---------- ROWS ----------

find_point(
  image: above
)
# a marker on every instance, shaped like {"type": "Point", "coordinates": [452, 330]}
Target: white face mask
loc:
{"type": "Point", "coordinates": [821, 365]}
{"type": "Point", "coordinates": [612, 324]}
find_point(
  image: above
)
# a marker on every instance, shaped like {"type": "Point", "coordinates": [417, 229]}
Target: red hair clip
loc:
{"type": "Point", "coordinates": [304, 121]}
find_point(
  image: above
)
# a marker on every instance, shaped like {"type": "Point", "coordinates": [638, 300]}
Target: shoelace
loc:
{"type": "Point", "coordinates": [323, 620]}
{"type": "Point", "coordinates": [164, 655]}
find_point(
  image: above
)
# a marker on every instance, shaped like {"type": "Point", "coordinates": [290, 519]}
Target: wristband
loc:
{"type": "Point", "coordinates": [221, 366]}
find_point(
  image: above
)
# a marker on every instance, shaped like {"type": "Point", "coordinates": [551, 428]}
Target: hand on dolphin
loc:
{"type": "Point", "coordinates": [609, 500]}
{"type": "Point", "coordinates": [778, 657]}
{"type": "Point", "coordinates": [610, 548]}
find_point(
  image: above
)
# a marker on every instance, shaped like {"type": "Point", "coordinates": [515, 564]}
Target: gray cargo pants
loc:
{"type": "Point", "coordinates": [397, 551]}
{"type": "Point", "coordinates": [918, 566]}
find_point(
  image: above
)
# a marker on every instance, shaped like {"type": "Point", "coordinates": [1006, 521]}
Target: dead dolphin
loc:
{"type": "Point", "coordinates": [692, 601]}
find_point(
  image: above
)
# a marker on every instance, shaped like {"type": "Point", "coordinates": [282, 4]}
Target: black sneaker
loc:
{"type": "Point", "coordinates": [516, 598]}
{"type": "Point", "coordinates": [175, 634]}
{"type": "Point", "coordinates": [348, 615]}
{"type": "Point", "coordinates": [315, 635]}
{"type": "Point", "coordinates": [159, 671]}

----------

Copy every one of the entries above line for line, with no changes.

find_point(
  image: above
)
# a marker on every instance, shaped like {"type": "Point", "coordinates": [452, 330]}
Target: white face mask
loc:
{"type": "Point", "coordinates": [821, 365]}
{"type": "Point", "coordinates": [612, 324]}
find_point(
  image: above
)
# a marker on every instance, shaped like {"type": "Point", "coordinates": [417, 229]}
Target: red hair clip
loc:
{"type": "Point", "coordinates": [304, 121]}
find_point(
  image: above
)
# a marker on every instance, shaped like {"type": "Point", "coordinates": [638, 300]}
Target: shoelace
loc:
{"type": "Point", "coordinates": [323, 620]}
{"type": "Point", "coordinates": [164, 655]}
find_point(
  image: above
)
# a marker on every instance, shaped like {"type": "Point", "coordinates": [290, 519]}
Target: wristband
loc:
{"type": "Point", "coordinates": [221, 366]}
find_point(
  image: above
)
# a marker on every instance, shaped like {"type": "Point", "coordinates": [551, 428]}
Target: hand on dolphin
loc:
{"type": "Point", "coordinates": [609, 500]}
{"type": "Point", "coordinates": [778, 657]}
{"type": "Point", "coordinates": [610, 548]}
find_point(
  image: above
)
# a marker on every instance, shaped like {"type": "Point", "coordinates": [515, 564]}
Target: gray cargo pants
loc:
{"type": "Point", "coordinates": [397, 551]}
{"type": "Point", "coordinates": [918, 566]}
find_point(
  image: above
)
# a marker on every instance, shaped like {"type": "Point", "coordinates": [1006, 521]}
Target: dead dolphin
loc:
{"type": "Point", "coordinates": [692, 601]}
find_point(
  image: above
)
# a marker on every instance, shaped like {"type": "Point", "coordinates": [282, 4]}
Target: black sneaker
loc:
{"type": "Point", "coordinates": [516, 598]}
{"type": "Point", "coordinates": [175, 634]}
{"type": "Point", "coordinates": [348, 615]}
{"type": "Point", "coordinates": [315, 635]}
{"type": "Point", "coordinates": [159, 671]}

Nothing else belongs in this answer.